Given exercise 1. In the streaming SQL email, what does the abbreviation TCK stand for?

Text segment.

━━━━

As you know, I joined the SQL standards group to represent Calcite, and
whatever project we can through this interaction.

With that in mind, are there any particular stream features supported by
Calcite that you, or others present here, would suggest I advocate for
inclusion or to check if they are included.

Please send as detailed reference as you can. This is a pretty formal body,
and I want to give them something technically sound.

Thank you,

On Saturday, February 10, 2018, Julian Hyde <> wrote:

> As you know, I am a big believer that SQL is a great language not just
> for data at rest, but also data in flight. Calcite has extensions to
> SQL for streaming queries, and a reference implementation, and I have
> spoken about streaming SQL at several conferences over the years.
> Several projects, including Apex, Beam, Flink and Storm, have
> leveraged Calcite to add streaming SQL support.
> But SQL becomes truly valuable when people can assume that its
> features exist in every product in the market. It makes their
> applications portable, and it makes it easier for them to apply their
> skills to new products. So, it is important that streaming SQL becomes
> standard.
> The official SQL standard is written by ANSI/ISO and is dominated by
> large vendors, and I don't even know how to engage with them. But the
> interesting work on streaming systems is happening in Apache, so it
> makes sense to start closer to home. After conversations with folks
> from a few projects - some of those mentioned above, plus Kafka and
> Spark - a group of us have concluded that the next step is to develop
> a standard using the Apache way - by open discussion, making decisions
> by consensus, by iteratively developing and reviewing code, and by
> releasing that code periodically.
> How can you develop a standard by writing software? The idea is to
> develop a Test Compatibility Kit (TCK), a suite of tests that embodies
> the standard. If you are the author of a streaming engine, you can
> download the TCK and run it against your engine, and the test tells
> you whether you engine is compliant.

━━━━

Extracted material.
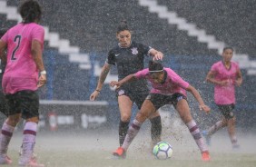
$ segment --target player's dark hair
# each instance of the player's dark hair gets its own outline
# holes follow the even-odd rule
[[[40,21],[42,9],[37,1],[25,0],[19,6],[19,13],[23,18],[24,24],[33,23],[35,20]]]
[[[225,52],[227,49],[231,49],[232,52],[234,51],[232,47],[230,47],[230,46],[229,46],[229,47],[224,47],[224,48],[223,48],[223,52]]]
[[[163,70],[163,66],[161,63],[156,61],[149,61],[149,71],[151,73],[154,72],[162,72]]]
[[[128,25],[127,25],[126,20],[122,20],[122,21],[120,22],[120,25],[119,25],[118,27],[117,27],[116,33],[118,34],[118,33],[120,33],[120,32],[122,32],[122,31],[124,31],[124,30],[131,31],[130,28],[129,28],[129,26],[128,26]]]
[[[1,38],[2,36],[4,36],[4,34],[5,34],[6,32],[7,32],[7,29],[1,28],[1,29],[0,29],[0,38]]]

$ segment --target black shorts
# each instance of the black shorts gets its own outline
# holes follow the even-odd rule
[[[36,91],[20,91],[5,95],[9,115],[22,113],[22,118],[39,117],[39,97]]]
[[[226,104],[226,105],[218,105],[220,111],[222,112],[222,115],[226,119],[231,119],[234,117],[233,109],[235,108],[235,105],[233,103],[231,104]]]
[[[118,90],[116,90],[116,95],[127,95],[131,101],[138,106],[138,109],[141,110],[144,100],[149,94],[149,88],[147,85],[123,85]]]
[[[178,102],[182,99],[187,100],[186,96],[182,93],[176,93],[172,95],[162,95],[159,93],[150,93],[147,97],[147,100],[150,100],[156,110],[160,107],[162,107],[166,104],[172,104],[175,108]]]
[[[0,112],[6,116],[9,115],[9,107],[2,90],[0,90]]]

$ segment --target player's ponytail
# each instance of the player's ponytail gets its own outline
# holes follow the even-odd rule
[[[122,31],[124,31],[124,30],[128,30],[128,31],[131,31],[128,25],[127,25],[127,21],[126,20],[122,20],[120,22],[120,25],[118,25],[117,27],[117,34],[122,32]]]
[[[156,61],[149,61],[149,72],[150,73],[158,73],[162,72],[163,66],[161,63]]]
[[[29,24],[35,20],[40,21],[42,9],[37,1],[26,0],[19,6],[19,13],[23,18],[23,23]]]

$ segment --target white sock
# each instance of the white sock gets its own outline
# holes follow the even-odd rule
[[[22,143],[22,155],[19,163],[26,164],[33,156],[34,146],[35,143],[35,137],[37,132],[37,123],[27,122],[24,128],[24,137]]]
[[[0,134],[0,155],[5,155],[7,153],[8,145],[15,129],[15,127],[4,123]]]
[[[142,126],[142,123],[138,122],[136,119],[133,120],[133,123],[131,124],[131,126],[129,127],[129,130],[127,132],[127,134],[125,136],[124,142],[122,145],[122,147],[127,151],[129,145],[132,143],[133,140],[134,139],[134,137],[137,135],[137,133],[139,133],[141,126]]]
[[[201,152],[208,151],[206,144],[201,135],[200,130],[196,124],[196,123],[192,120],[191,122],[186,123],[187,127],[190,130],[191,134],[192,135],[195,142],[197,143]]]

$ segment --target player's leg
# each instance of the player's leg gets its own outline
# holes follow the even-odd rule
[[[159,112],[153,112],[149,120],[151,122],[151,138],[152,143],[151,146],[153,147],[157,142],[161,142],[161,134],[162,134],[162,121]]]
[[[239,148],[239,143],[237,141],[237,137],[236,137],[236,133],[235,133],[235,122],[236,122],[236,118],[232,117],[231,119],[228,119],[228,132],[229,132],[229,135],[231,138],[231,142],[232,143],[232,147],[233,148]]]
[[[125,152],[128,150],[130,144],[133,141],[134,137],[139,133],[142,124],[149,117],[149,115],[155,111],[155,108],[151,101],[145,100],[143,107],[137,113],[135,119],[129,127],[125,140],[122,145],[119,147],[113,154],[118,157],[125,157]]]
[[[43,164],[38,164],[33,156],[37,133],[37,123],[39,122],[38,94],[34,91],[21,91],[19,92],[19,100],[23,112],[22,117],[25,119],[23,132],[22,154],[19,159],[19,165],[36,167],[44,166]]]
[[[133,103],[128,96],[120,95],[118,96],[118,104],[121,115],[119,123],[119,143],[122,146],[129,128]]]
[[[227,121],[225,118],[222,118],[221,121],[215,123],[210,129],[207,131],[207,135],[212,135],[220,129],[227,126]]]
[[[15,126],[17,125],[21,118],[20,112],[18,110],[15,110],[17,104],[15,101],[15,95],[6,95],[6,100],[9,109],[7,113],[9,116],[3,123],[0,134],[0,164],[12,163],[12,161],[7,156],[7,149]]]
[[[210,155],[209,155],[208,148],[206,144],[204,143],[204,141],[202,137],[202,134],[200,133],[200,130],[195,121],[192,117],[187,101],[185,99],[179,99],[175,108],[178,111],[182,122],[187,125],[195,142],[197,143],[202,152],[202,160],[209,161]]]
[[[147,98],[148,90],[144,89],[143,92],[134,94],[133,99],[138,108],[141,109],[144,100]],[[159,112],[153,112],[150,116],[149,120],[151,122],[151,138],[152,138],[152,146],[154,146],[157,142],[161,142],[161,134],[162,134],[162,123],[161,116]]]
[[[223,117],[221,121],[216,122],[209,130],[202,131],[202,135],[205,138],[206,143],[211,145],[211,136],[220,129],[227,126],[227,121]]]

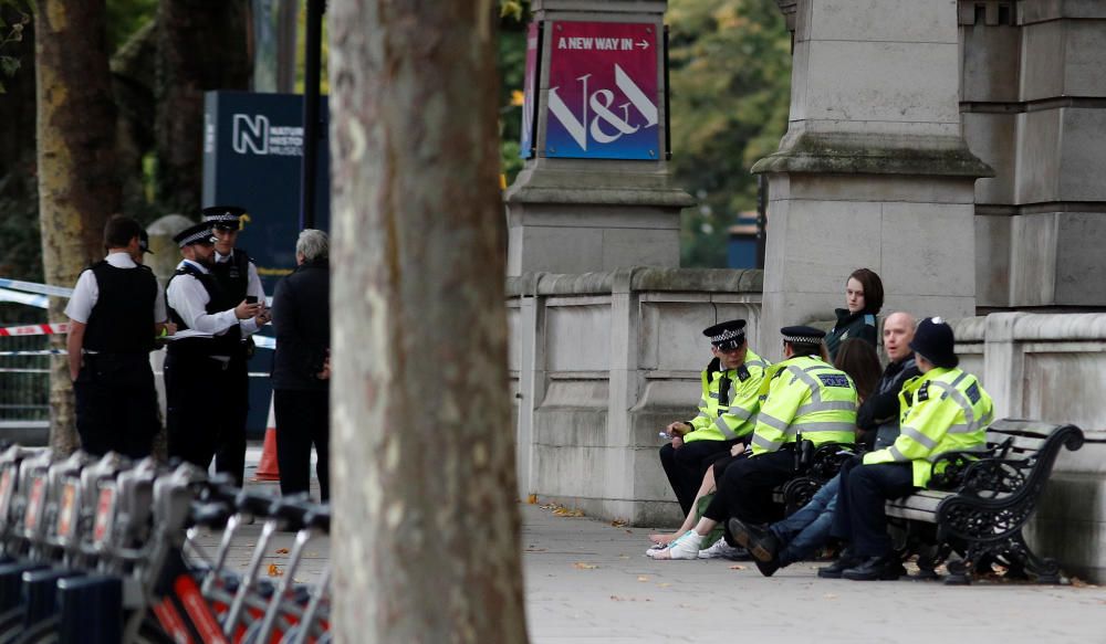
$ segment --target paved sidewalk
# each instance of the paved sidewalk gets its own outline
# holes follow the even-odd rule
[[[532,644],[1106,643],[1106,589],[764,578],[752,562],[654,561],[649,530],[523,506]]]
[[[251,446],[248,479],[259,456]],[[276,492],[272,483],[250,485]],[[654,561],[645,556],[649,530],[536,505],[520,509],[532,644],[1106,644],[1104,588],[817,579],[824,563],[799,563],[765,579],[752,562]],[[231,569],[246,568],[260,531],[260,524],[243,528]],[[216,545],[213,537],[206,541]],[[284,569],[288,555],[279,550],[291,542],[291,534],[275,536],[264,570]],[[313,582],[330,560],[328,539],[307,553],[295,578]]]

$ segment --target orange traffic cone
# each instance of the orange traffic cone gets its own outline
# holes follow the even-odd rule
[[[280,481],[280,468],[276,466],[276,414],[273,411],[273,400],[269,399],[269,422],[265,423],[265,445],[261,450],[261,462],[253,474],[253,481]]]

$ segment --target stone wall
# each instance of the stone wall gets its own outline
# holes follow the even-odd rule
[[[1106,2],[959,0],[977,304],[1106,306]]]

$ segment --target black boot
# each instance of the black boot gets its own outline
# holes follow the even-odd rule
[[[842,572],[845,579],[854,581],[875,581],[877,579],[891,581],[901,576],[902,563],[893,552],[880,557],[868,557],[859,564]]]
[[[757,561],[769,562],[775,559],[776,552],[780,550],[780,539],[772,534],[772,530],[744,524],[738,518],[730,519],[727,527],[730,529],[733,540],[747,548]],[[761,570],[761,572],[764,571]],[[764,577],[771,577],[771,573]]]
[[[818,577],[822,579],[841,579],[841,574],[860,563],[863,559],[853,555],[848,548],[842,550],[837,560],[824,568],[818,568]]]

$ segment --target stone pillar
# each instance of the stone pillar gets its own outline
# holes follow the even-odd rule
[[[960,0],[979,306],[1106,305],[1106,2]]]
[[[670,183],[665,158],[661,45],[666,4],[665,0],[533,0],[534,20],[544,21],[535,156],[526,161],[505,196],[510,235],[508,275],[679,265],[680,210],[695,201]],[[626,99],[617,95],[612,108],[617,115],[629,115],[628,123],[634,126],[657,129],[655,158],[557,158],[555,149],[546,145],[549,62],[556,45],[553,29],[557,21],[653,25],[657,38],[656,45],[649,49],[657,55],[660,88],[657,122],[648,125],[635,118],[633,107],[624,112]],[[561,95],[570,89],[576,88],[560,88]]]
[[[794,20],[787,134],[753,166],[769,176],[759,346],[779,358],[779,327],[832,317],[858,267],[883,278],[885,312],[974,315],[973,187],[992,172],[960,134],[956,2],[799,0]]]

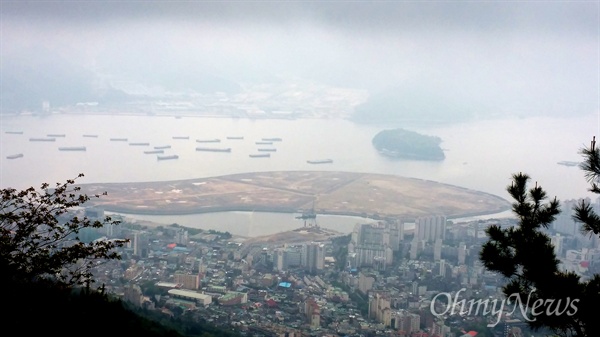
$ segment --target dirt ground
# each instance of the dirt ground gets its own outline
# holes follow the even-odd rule
[[[107,195],[89,204],[112,212],[191,214],[217,211],[303,212],[448,218],[493,214],[510,208],[491,194],[434,181],[392,175],[280,171],[147,183],[79,185]]]

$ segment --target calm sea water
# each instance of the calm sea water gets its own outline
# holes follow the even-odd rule
[[[242,172],[279,170],[335,170],[372,172],[429,179],[483,191],[509,199],[505,191],[513,173],[525,172],[560,200],[590,196],[583,172],[559,161],[580,161],[579,149],[599,133],[598,117],[510,118],[455,125],[364,126],[335,119],[249,120],[172,116],[51,115],[4,116],[0,119],[0,187],[26,188],[43,182],[64,182],[79,173],[80,183],[168,181],[212,177]],[[442,162],[398,160],[383,157],[371,145],[383,130],[403,127],[443,140]],[[22,132],[13,134],[7,132]],[[33,142],[58,134],[53,142]],[[83,135],[97,135],[84,137]],[[173,137],[189,139],[173,139]],[[243,139],[227,139],[227,137]],[[111,141],[110,138],[127,138]],[[201,144],[197,139],[220,139]],[[258,145],[263,138],[281,138],[272,145]],[[149,143],[148,146],[130,143]],[[157,160],[144,154],[154,146],[170,145],[165,154],[175,160]],[[59,147],[85,146],[86,151],[59,151]],[[231,152],[200,152],[198,146],[230,147]],[[270,158],[250,158],[258,148],[274,148]],[[22,153],[18,159],[7,159]],[[308,164],[307,160],[333,160],[331,164]],[[209,217],[208,215],[202,215]],[[289,222],[298,225],[298,220]],[[241,228],[244,217],[231,220]],[[254,215],[256,218],[256,215]],[[221,215],[220,219],[224,219]],[[240,220],[241,219],[241,220]],[[184,224],[170,217],[165,223]],[[186,220],[187,221],[187,220]],[[267,228],[282,219],[259,220]],[[286,220],[287,221],[287,220]],[[325,221],[325,219],[323,219]],[[215,223],[211,218],[192,223]],[[349,219],[355,223],[357,219]],[[247,223],[245,221],[244,223]],[[256,225],[258,232],[259,225]],[[331,225],[335,227],[336,225]],[[344,223],[344,226],[347,226]],[[261,227],[261,228],[262,228]],[[262,229],[260,230],[263,231]],[[248,233],[248,230],[241,230]],[[252,232],[252,230],[250,230]]]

━━━━

Given exercise 2. Please express the entries as a two-column CSV with the header row request,answer: begin at the line that contains "--target black shorts" and stop after the line that contains "[[[0,112],[6,116],[9,115],[9,107],[2,90],[0,90]]]". Give one row per entry, with its text under request and its answer under answer, each in a single quoted field with line breaks replaced by spaces.

Expected output 1. Test Compatibility Kit

Expected output 2.
request,answer
"$ segment --target black shorts # each instance of the black shorts gets its own outline # holes follow the even-odd rule","[[[36,91],[20,91],[5,95],[9,115],[22,113],[22,118],[39,117],[39,97]]] [[[226,104],[226,105],[218,105],[220,111],[222,112],[222,115],[226,119],[231,119],[234,117],[233,109],[235,108],[235,105],[233,103],[231,104]]] [[[118,90],[116,90],[116,95],[127,95],[131,101],[138,106],[138,109],[141,110],[144,100],[149,94],[149,88],[147,85],[123,85]]] [[[178,102],[182,99],[187,100],[186,96],[182,93],[176,93],[172,95],[162,95],[159,93],[150,93],[147,97],[147,100],[150,100],[156,110],[160,107],[162,107],[166,104],[172,104],[175,108]]] [[[0,112],[6,116],[9,115],[9,107],[2,90],[0,90]]]"